### [Information provided]
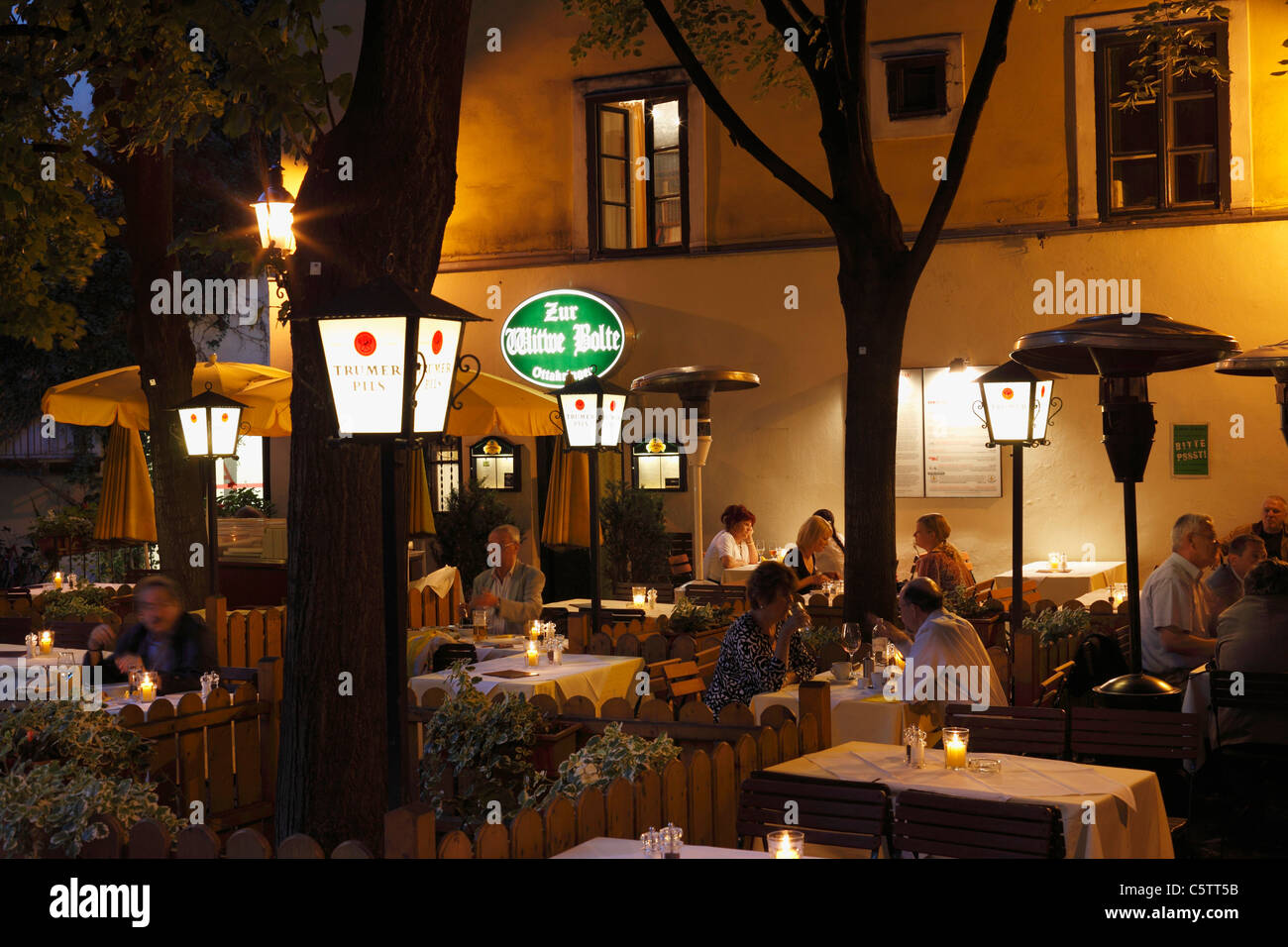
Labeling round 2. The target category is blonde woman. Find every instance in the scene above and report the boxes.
[912,513,975,592]
[789,517,840,591]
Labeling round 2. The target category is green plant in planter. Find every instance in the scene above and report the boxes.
[1024,608,1091,644]
[520,723,680,809]
[420,661,542,832]
[0,701,183,858]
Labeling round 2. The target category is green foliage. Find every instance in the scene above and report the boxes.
[420,661,542,831]
[523,723,680,809]
[215,487,277,517]
[1024,608,1091,644]
[434,483,510,587]
[667,599,733,634]
[599,480,670,582]
[0,701,183,858]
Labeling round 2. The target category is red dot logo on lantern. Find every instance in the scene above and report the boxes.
[353,333,376,356]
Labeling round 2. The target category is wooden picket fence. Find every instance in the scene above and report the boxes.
[82,714,821,860]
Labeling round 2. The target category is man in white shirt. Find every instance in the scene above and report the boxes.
[1140,513,1220,686]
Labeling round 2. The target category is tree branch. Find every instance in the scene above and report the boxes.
[910,0,1017,281]
[644,0,839,222]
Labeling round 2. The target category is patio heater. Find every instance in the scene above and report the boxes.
[631,365,760,579]
[554,372,630,634]
[973,362,1063,690]
[1216,340,1288,451]
[1012,313,1239,710]
[306,275,486,809]
[174,381,246,595]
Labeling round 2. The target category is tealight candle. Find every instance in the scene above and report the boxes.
[944,727,970,770]
[767,828,805,858]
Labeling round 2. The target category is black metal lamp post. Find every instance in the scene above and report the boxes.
[1216,340,1288,442]
[306,275,486,809]
[974,362,1061,684]
[175,381,246,595]
[555,373,628,644]
[1012,312,1239,708]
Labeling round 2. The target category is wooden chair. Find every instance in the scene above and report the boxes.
[944,703,1069,759]
[890,793,1064,858]
[1069,707,1203,844]
[737,770,890,858]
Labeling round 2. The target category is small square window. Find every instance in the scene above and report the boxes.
[885,53,948,121]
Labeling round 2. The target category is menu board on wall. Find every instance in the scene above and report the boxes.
[921,365,1002,496]
[894,366,1002,496]
[894,368,926,496]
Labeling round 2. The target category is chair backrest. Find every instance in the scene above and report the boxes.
[737,770,890,853]
[433,642,480,672]
[1069,707,1203,760]
[944,703,1068,758]
[890,793,1064,858]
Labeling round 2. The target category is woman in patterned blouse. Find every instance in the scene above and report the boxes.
[703,562,816,720]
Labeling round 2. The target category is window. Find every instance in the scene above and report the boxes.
[428,434,463,513]
[885,52,948,121]
[587,89,690,256]
[1095,26,1231,219]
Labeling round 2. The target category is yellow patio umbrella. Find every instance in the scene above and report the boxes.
[94,424,158,543]
[40,356,291,437]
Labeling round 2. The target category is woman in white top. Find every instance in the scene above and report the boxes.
[702,504,760,582]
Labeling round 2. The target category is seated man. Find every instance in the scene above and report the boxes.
[1140,513,1218,686]
[1221,493,1288,559]
[103,576,219,694]
[1203,533,1266,634]
[471,523,546,635]
[1214,559,1288,745]
[868,576,1008,727]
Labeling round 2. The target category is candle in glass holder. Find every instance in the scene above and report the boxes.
[944,727,970,770]
[768,828,805,858]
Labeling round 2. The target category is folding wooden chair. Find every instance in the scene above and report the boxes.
[737,770,890,858]
[890,793,1065,858]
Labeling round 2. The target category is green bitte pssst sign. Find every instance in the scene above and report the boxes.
[501,290,631,388]
[1172,424,1208,476]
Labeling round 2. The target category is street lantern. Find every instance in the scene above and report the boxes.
[250,164,295,257]
[555,373,630,644]
[175,381,246,595]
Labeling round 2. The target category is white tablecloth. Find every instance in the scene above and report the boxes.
[770,742,1172,858]
[555,836,804,861]
[751,673,931,746]
[408,655,644,707]
[993,561,1127,605]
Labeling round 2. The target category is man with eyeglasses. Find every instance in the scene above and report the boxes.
[1140,513,1220,686]
[471,523,546,635]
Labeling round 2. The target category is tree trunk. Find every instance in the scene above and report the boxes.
[117,151,206,608]
[277,0,471,850]
[837,241,912,621]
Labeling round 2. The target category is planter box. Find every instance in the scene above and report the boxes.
[532,723,581,780]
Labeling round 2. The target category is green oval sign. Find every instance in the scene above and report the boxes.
[501,290,631,388]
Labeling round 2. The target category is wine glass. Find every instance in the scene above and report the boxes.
[841,621,863,668]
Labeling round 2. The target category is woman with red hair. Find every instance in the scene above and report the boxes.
[702,504,760,582]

### [What is needed]
Copy all of the lines above word for word, leaving out the pictures.

### [Expected answer]
Labeling round 2. The target category is blonde woman. Find every instance in the scene above and report the boxes.
[912,513,975,592]
[789,517,840,591]
Labeling round 2. The target category is green plant in planter. Find every instance in the scene above and report the boxes.
[1024,608,1091,644]
[520,723,680,809]
[420,661,542,832]
[0,701,183,858]
Labeling round 2. The target category is green foliage. Find every instance in the scene above and report the boxes.
[420,661,542,831]
[523,723,680,809]
[215,487,277,517]
[1024,608,1091,644]
[434,483,510,587]
[667,599,733,634]
[599,480,670,582]
[0,701,183,858]
Labeling round 2. The target category is red dot logo on lantern. Find every instance in the scene above and report the boxes.
[353,333,376,356]
Labeling round 2. The target category is wooden picket fence. Find every instance in the scene above and report the boxes.
[82,714,821,860]
Labeling round 2. The target category is man in white shirt. Find every instance in the scene above and report the boxes.
[1140,513,1220,686]
Labeling round 2. The target category is tree branch. Find every instance in the scene above and report the boxes.
[910,0,1017,281]
[644,0,839,222]
Labeling round 2. The target category is patio heater. Find every instance in the scene above and report the boxes.
[631,365,760,579]
[554,372,630,634]
[973,362,1063,690]
[1216,340,1288,451]
[1012,313,1239,710]
[306,275,486,809]
[174,381,246,595]
Labeling round 2. The target category is tealight candle. Find every instance in the scene above and report the boxes.
[944,727,970,770]
[767,828,805,858]
Labeling round 2. The target category is black metal lamp post. Find every instance in the scene above and report the boxes.
[1216,340,1288,442]
[306,275,486,809]
[974,362,1061,684]
[175,381,246,595]
[555,373,628,644]
[1012,312,1239,708]
Labeling round 2. The target category is wooden chair. Find every instance in the scene above and report the boxes.
[944,703,1069,759]
[890,793,1064,858]
[1069,707,1203,844]
[737,770,890,858]
Labeling round 2. The target category is small square window. Find every instance in the scene above and report the boxes.
[885,53,948,121]
Labeling round 2. The target category is menu board on wall. Find every instance in the scene above and report the boxes.
[921,365,1002,496]
[894,366,1002,496]
[894,368,926,496]
Labeling round 2. The target category is chair backrest. Find every instance in the scene above and report the boxes.
[737,770,890,853]
[433,642,480,672]
[1069,707,1203,760]
[944,703,1068,758]
[890,793,1064,858]
Labeling round 2. The target category is woman in patterned blouse. Find every instance in the scene above and report the boxes.
[703,562,816,720]
Labeling round 2. The target category is window. Find every instance in the scene above and report the boxes.
[428,434,463,513]
[885,52,948,121]
[587,89,690,256]
[1095,26,1231,219]
Labeling round 2. The target category is yellow patio umbrella. Find every instance in the scene above and report the boxes.
[94,424,158,543]
[40,356,291,437]
Labeling round 2. The target category is woman in white top. Find every instance in the scene above and report the boxes.
[702,504,760,582]
Labeling round 2. The target category is seated man. Find every instance in the scene above and report the boxes.
[1140,513,1218,686]
[1221,493,1288,559]
[103,576,219,694]
[1203,533,1266,634]
[471,523,546,635]
[1214,559,1288,745]
[868,576,1008,727]
Labeling round 2. The target category is candle in glass holder. Find every instance in the scene above and report the boxes.
[944,727,970,770]
[768,828,805,858]
Labeling round 2. The target category is folding wooden chair. Find every instance in the scene above and report the boxes.
[737,770,890,858]
[890,793,1065,858]
Labeling round 2. The target category is green bitte pssst sign. Find every instance in the scene above and report the boxes.
[501,290,631,388]
[1172,424,1208,476]
Labeling round 2. The target category is street lantern. Find every instance in the scene above and report the boxes.
[250,164,295,257]
[555,373,630,644]
[175,381,246,595]
Labeling round 2. The target category is white tablecloth. Find every instance in the scene above and report the boxes.
[770,742,1172,858]
[555,836,804,861]
[751,673,931,746]
[408,655,644,707]
[993,561,1127,605]
Labeling round 2. The target category is man with eyeglasses. Find every instance in the scene above and report the boxes.
[1140,513,1220,686]
[471,523,546,635]
Labeling round 2. The target category is tree trunk. Find every instance in the scene above and report the boxes.
[117,151,206,608]
[277,0,471,850]
[837,241,912,621]
Labeling round 2. The target category is planter box. Find every instance in the scene above and report the boxes.
[532,723,581,780]
Labeling round 2. The target category is green oval sign. Find every instance in the scene above and report the boxes.
[501,290,631,388]
Labeling round 2. The target category is wine glass. Find every instance in the scene above and report the boxes.
[841,621,863,668]
Labeling round 2. The target category is woman with red hair. Find every instance in the scene above and report the boxes.
[702,504,760,582]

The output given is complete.